BRIEF 1 –
Recast all the rows that follow the interconnects passage as a numbered list, omitting blank lines.

:: SUPPLIED PASSAGE

But then later Alexander Gietelink Oldenziel wrote $250 prize for checking Jake Cannell's Brain Efficiency, and I wound up in a 15-comment back-and-forth with Jacob about it, before ducking out. (Other people continued that thread afterwards).

Unfortunately, I quit the discussion while still being confused about where Jacob was coming from. So this post will not be maximally good and useful, sorry. Nevertheless, here’s a summary of my current perspective and understanding, in case anyone cares.

Also see comments section at the bottom for a response by Jacob.

(Jargon level: medium-low maybe? There is still some unexplained physics & EE jargon, but hopefully I made the centrally important parts accessible to non-experts. DM or email me if something is confusing, and I will try to fix it.)

(All numbers in this post should be treated as Fermi estimates.)

(Thanks very much to Jacob for his extraordinary patience in trying to explain to me his perspective on this topic. And also his perspective on many other topics!)

Background to the technical disagreement

“Interconnects” send information from one point to another on a chip.

The fundamental thermodynamic limit for the power required to send a bit of information from point A to point B is 0.^[1] As a stupid example, there is a lot of digital information on Earth, and it all travels meters in orbit around the sun each year for roughly zero energy cost.

Chip interconnect losses are obviously much much higher than the thermodynamic limit of “zero”—they might even constitute a majority of chip power consumption these days. Everyone knows that, and so does Jacob. So what is he saying?

I think Jacob divides the world of interconnects into two categories, “reversible” and “irreversible” interconnects, with the former including optical interconnects and superconducting wires, and the latter including normal wires and brain axons. (I’m stating this categorization without endorsing it.)

I think Jacob takes “reversible” interconnects (optical interconnects & superconducting wires) to have a fundamental interconnect loss limit of zero, but to have practical limits such that we’re not expecting to cut orders of magnitude from the total interconnect loss budget this way. I agree with his conclusion here, although we had some disagreements in how we got there. But anyway, that’s off-topic for this post.

::::

BRIEF 2 –
In the interconnects passage, which two kinds of interconnect are placed in the "reversible" category?

:: EXERCISE INPUTS

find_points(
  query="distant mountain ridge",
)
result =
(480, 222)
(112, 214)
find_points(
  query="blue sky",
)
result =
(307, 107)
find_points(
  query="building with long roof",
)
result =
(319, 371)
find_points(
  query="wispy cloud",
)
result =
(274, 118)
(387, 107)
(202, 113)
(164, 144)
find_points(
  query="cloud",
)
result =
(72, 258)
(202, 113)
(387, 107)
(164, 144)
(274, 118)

::::

RESULT 1 –
1. find_points(
2.   query="distant mountain ridge",
3. )
4. result =
5. (480, 222)
6. (112, 214)
7. find_points(
8.   query="blue sky",
9. )
10. result =
11. (307, 107)
12. find_points(
13.   query="building with long roof",
14. )
15. result =
16. (319, 371)
17. find_points(
18.   query="wispy cloud",
19. )
20. result =
21. (274, 118)
22. (387, 107)
23. (202, 113)
24. (164, 144)
25. find_points(
26.   query="cloud",
27. )
28. result =
29. (72, 258)
30. (202, 113)
31. (387, 107)
32. (164, 144)
33. (274, 118)

RESULT 2 –
Optical interconnects and superconducting wires.